__AIM__
Render the lines of the records from the one containing "like x=795 y=14." through the one containing "x=907 y=579", inclusive, as a Markdown table with the columns Row and Line, omitting any blank lines.

__DATA SUPPLIED__

━━━━

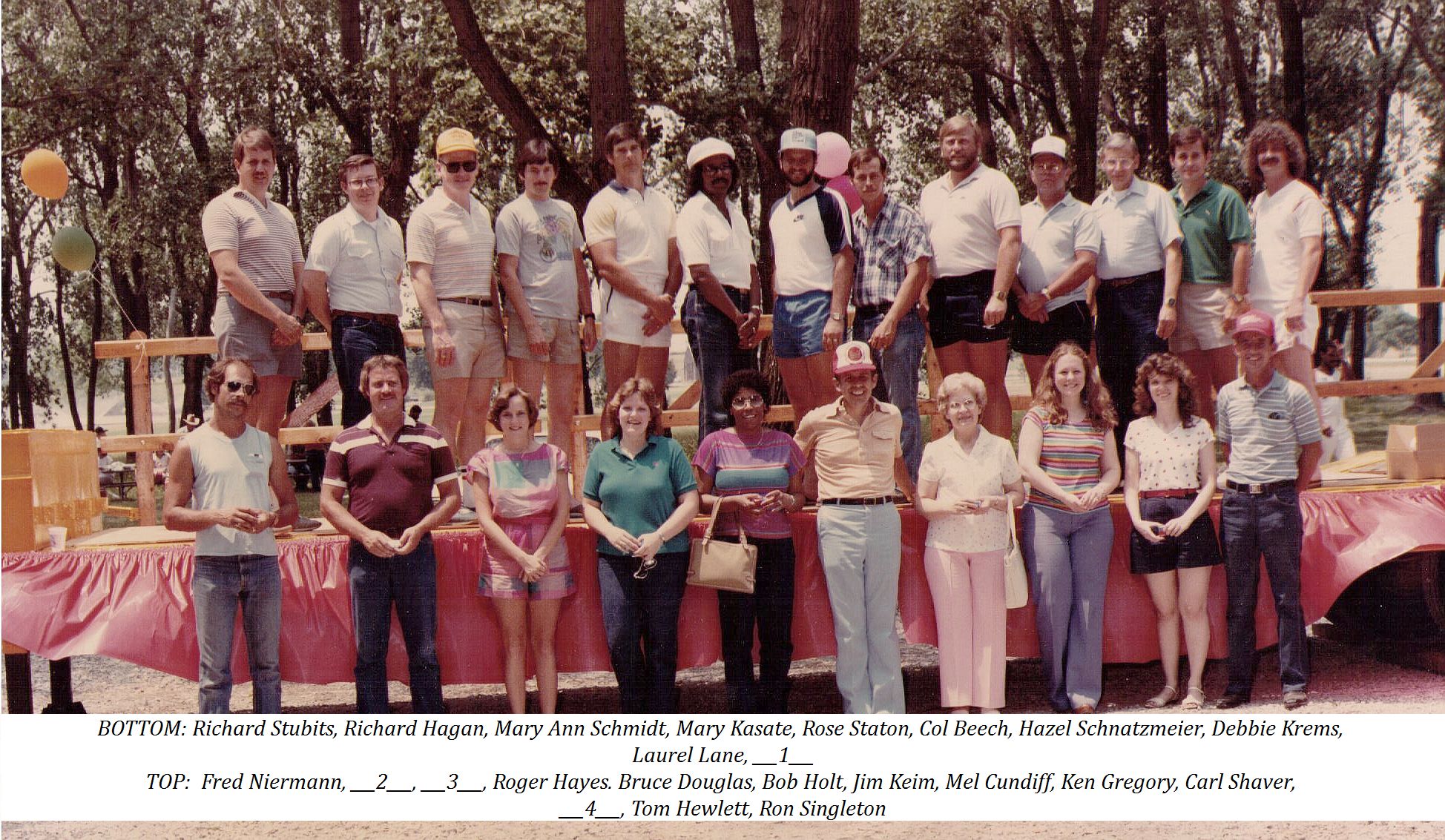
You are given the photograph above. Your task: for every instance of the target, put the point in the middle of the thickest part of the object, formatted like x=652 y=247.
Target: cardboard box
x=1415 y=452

━━━━

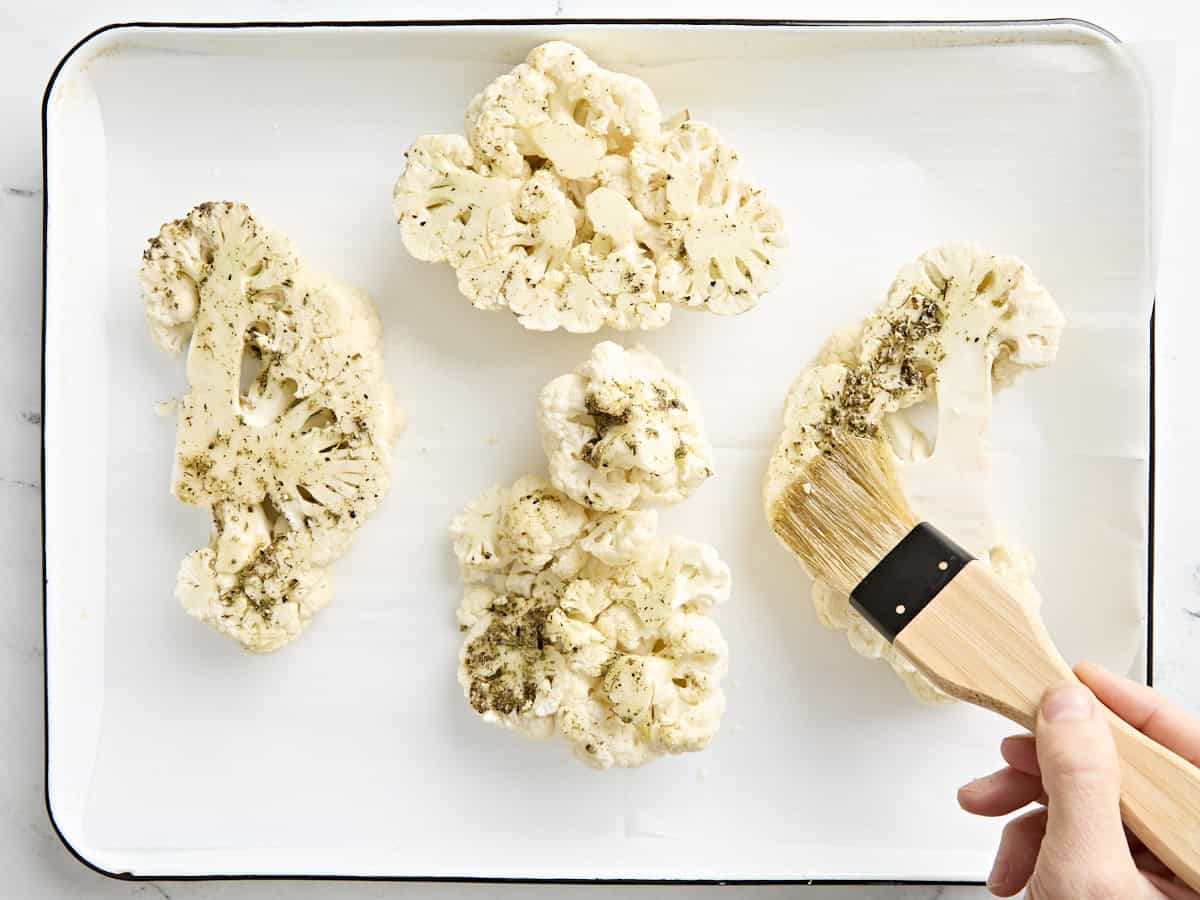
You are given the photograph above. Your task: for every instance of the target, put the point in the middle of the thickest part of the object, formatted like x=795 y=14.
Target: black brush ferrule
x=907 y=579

━━━━

__ANSWER BELOW__
| Row | Line |
|---|---|
| 1 | You are given the photograph above. Your task: for every instance of the target, put the point in the middle of the thickest part of the object, formatted like x=795 y=14. |
| 2 | Target: black brush ferrule |
| 3 | x=907 y=579 |